Testo di origine:
<<<<

Annalisa Perini / TRIESTE


Il territorio del "quasi", nell'attesa, o nell'eterna favola, e la scusa, di dover sentirsi veramente pronti, può espandersi all'infinito sino a coprire l'intera superficie dell'esistenza? È la domanda al centro di "Big in Korea" in scena al Teatro dei Fabbri venerdì e sabato, alle 20.30, nella rassegna di drammaturgia contemporanea AiFabbri2.


Lo spettacolo proposto da Kronoteatro in coproduzione con Teatro nazionale di Genova è scritto da Francesco d'Amore e Luciana Maniaci della compagnia Maniaci d'Amore ed è interpretato da Tommaso Bianco e Maurizio Sguotti. Il disegno luci è di Alex Nesti.

Realizzato con il sostegno della Residenza artistica Vettori della Contrada, narra, attraverso il rapporto sfuggente tra un giovane e il suo anziano allenatore di calcio, un momento di soglia della vita. "Quel" momento, in cui si è quasi pronti, a spiccare il volo, a mollare la presa, a entrare nella vita o a lasciarla. E per alcuni, racconta "Big in Korea", il piano concreto dell'esistenza è poco più che una gabbia e l'unica chiave per forzarla si trova sul confine della follia. Per il "mister" e l'aspirante calciatore protagonisti dello spettacolo, infatti, lo sport non è più una pratica, ma un linguaggio puro, una grammatica relazionale o forse un mondo fantastico che solo loro abitano.


E "Big in Korea" si propone come l'intrigante analisi di questo particolare rapporto umano, caratterizzato da un'ombra di sadismo, mentre la rappresentazione è leggibile come una sorta di "menzogna vitale" ibseniana che intende coinvolge emotivamente lo spettatore. Maestro e discepolo da decenni si trovano sì ogni domenica al campetto del paese, ma non si allenano mai. Il loro è soltanto un lungo apprendistato teorico aspettando quando potranno cominciare a giocare. Non è ancora arrivato "quel" momento. E in quell'ora di studio, mera speculazione, il mister e l'allievo favoleggiano, insieme, a proposito del posto in cui andranno un giorno, la Korea. Lì, a quanto pare, è possibile per un anziano infermo e un uomo che ha superato i 35 anni essere considerati ancora idonei per iniziare una carriera. Lì saranno, finalmente, grandi. Così quel campetto del paese è un perimetro ristretto, alle soglie del quale si parla soltanto del poter spingersi oltre. Non si svolgono, concretamente, l'idea del movimento, dell'area di gioco, della corsa, del cambiamento del respiro, della tensione, della sfida, della soddisfazione, anche dell'inciampo e di una possibile caduta. E, inesplorato, il campo è anche metafora dell'area dell'esistenza non percorsa.


Nel seguire una storia candida e feroce, Kronoteatro e Maniaci d'amore affermano l'interrogarsi su certe relazioni inedite e disperate, "perché le persone si uniscono per motivi non lineari e sul fondo di un rapporto può esserci il bisogno fragile e grandioso di costituire una realtà fittizia, in cui non esiste il fallimento né la morte. Una realtà che può restare in piedi solamente finché viene abitata dal compagno che siede accanto a te sulla panchina". La sinergia tra le due compagnie è nata nel 2021, con lo spettacolo "La Fabbrica degli Stronzi", lì rileggendo trame del reale tra paradosso e grottesco.

>>>>

(Dati dei contorni di regioni con nome)
<<<<

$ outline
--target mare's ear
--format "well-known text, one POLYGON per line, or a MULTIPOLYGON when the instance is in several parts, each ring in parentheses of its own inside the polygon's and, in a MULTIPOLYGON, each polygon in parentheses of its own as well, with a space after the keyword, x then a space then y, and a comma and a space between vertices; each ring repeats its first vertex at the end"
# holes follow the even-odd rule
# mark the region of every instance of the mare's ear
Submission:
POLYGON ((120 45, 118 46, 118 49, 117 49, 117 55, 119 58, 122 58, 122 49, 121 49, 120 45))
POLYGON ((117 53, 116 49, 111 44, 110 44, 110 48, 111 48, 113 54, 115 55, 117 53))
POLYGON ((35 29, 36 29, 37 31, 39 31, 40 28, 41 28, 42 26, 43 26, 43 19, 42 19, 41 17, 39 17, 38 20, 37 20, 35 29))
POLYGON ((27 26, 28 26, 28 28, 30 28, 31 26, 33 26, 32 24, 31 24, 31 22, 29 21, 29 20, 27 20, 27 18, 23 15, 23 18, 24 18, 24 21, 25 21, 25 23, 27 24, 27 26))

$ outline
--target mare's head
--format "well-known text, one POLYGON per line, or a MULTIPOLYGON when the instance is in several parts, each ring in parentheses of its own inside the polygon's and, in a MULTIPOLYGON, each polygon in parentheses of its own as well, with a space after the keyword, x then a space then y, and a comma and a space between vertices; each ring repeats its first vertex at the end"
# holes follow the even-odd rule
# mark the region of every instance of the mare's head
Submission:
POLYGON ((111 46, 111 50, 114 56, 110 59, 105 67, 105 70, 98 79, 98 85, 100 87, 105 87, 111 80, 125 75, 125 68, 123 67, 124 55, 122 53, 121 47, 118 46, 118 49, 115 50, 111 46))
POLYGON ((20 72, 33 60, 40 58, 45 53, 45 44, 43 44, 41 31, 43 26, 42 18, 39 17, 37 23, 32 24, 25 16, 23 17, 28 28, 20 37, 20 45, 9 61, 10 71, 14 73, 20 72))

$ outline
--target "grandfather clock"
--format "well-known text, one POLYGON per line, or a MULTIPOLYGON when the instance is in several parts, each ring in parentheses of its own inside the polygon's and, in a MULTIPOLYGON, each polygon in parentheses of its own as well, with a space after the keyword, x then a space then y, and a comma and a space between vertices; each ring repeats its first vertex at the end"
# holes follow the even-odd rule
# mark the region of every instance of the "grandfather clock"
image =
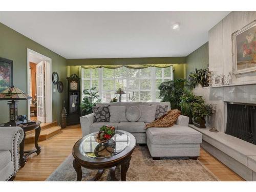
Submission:
POLYGON ((80 78, 71 75, 68 79, 68 124, 80 124, 80 78))

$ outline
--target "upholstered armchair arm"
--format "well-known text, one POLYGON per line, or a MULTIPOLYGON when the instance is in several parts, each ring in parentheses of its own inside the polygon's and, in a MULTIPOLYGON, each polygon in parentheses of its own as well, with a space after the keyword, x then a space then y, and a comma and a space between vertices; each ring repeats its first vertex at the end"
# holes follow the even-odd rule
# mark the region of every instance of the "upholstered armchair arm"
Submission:
POLYGON ((0 127, 0 150, 9 150, 12 155, 15 174, 19 168, 18 147, 23 139, 23 130, 18 126, 0 127))
POLYGON ((80 117, 83 137, 90 134, 90 126, 93 123, 93 113, 91 113, 80 117))
POLYGON ((179 125, 188 126, 189 121, 189 118, 188 117, 180 115, 179 117, 178 117, 175 123, 179 125))

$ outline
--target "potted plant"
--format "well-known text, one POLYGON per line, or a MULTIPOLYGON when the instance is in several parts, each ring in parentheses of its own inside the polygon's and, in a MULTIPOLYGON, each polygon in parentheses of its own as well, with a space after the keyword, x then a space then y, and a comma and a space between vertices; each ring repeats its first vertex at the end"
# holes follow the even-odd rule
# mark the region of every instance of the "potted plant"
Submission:
POLYGON ((192 123, 193 114, 192 113, 193 104, 194 103, 201 103, 204 102, 202 96, 198 96, 194 94, 190 90, 184 88, 183 94, 180 97, 180 106, 181 112, 183 115, 189 117, 190 124, 192 123))
POLYGON ((93 106, 96 105, 96 103, 99 102, 101 100, 98 99, 99 96, 98 95, 98 91, 94 91, 95 87, 91 89, 85 89, 83 91, 83 94, 85 95, 83 98, 81 108, 82 109, 81 115, 86 115, 93 113, 93 106), (96 99, 95 102, 94 100, 96 99))
POLYGON ((211 112, 211 105, 205 104, 204 100, 203 101, 192 104, 193 123, 195 126, 199 128, 206 128, 204 118, 209 116, 211 112))
POLYGON ((171 109, 180 110, 180 97, 183 94, 184 84, 186 82, 185 79, 178 79, 161 83, 158 89, 162 102, 169 101, 171 109))
POLYGON ((193 88, 208 87, 208 81, 207 79, 207 74, 208 69, 201 69, 197 70, 194 73, 189 75, 189 84, 190 87, 193 88))

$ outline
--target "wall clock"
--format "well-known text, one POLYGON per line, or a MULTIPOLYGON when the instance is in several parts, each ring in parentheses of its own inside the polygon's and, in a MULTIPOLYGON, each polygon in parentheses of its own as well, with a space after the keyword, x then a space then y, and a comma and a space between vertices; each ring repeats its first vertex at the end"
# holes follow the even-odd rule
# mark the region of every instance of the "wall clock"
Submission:
POLYGON ((63 91, 63 83, 62 81, 58 82, 58 84, 57 84, 57 89, 59 93, 62 93, 63 91))
POLYGON ((52 75, 52 82, 54 84, 56 84, 59 82, 59 75, 57 72, 54 72, 52 75))

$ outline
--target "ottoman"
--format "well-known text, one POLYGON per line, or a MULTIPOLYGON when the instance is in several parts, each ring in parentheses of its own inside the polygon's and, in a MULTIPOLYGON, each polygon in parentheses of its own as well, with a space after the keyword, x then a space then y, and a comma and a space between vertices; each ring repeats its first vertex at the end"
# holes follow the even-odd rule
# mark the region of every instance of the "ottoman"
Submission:
POLYGON ((200 154, 202 135, 187 126, 175 124, 170 127, 146 130, 146 143, 153 159, 160 157, 189 157, 197 159, 200 154))

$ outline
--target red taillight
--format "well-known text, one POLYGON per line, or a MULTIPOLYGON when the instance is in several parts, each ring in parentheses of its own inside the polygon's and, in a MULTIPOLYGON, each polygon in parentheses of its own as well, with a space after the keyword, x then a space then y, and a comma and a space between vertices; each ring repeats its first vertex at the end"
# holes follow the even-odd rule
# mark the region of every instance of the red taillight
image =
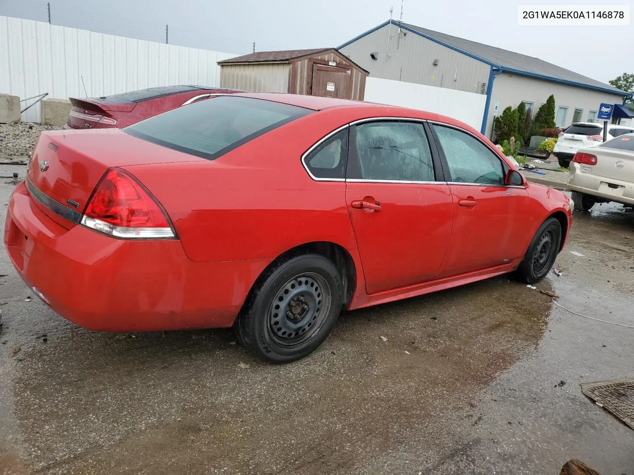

>>>>

Secondo l'articolo su "Big in Korea", chi ha curato il disegno luci dello spettacolo?

Esercizio svolto: Alex Nesti.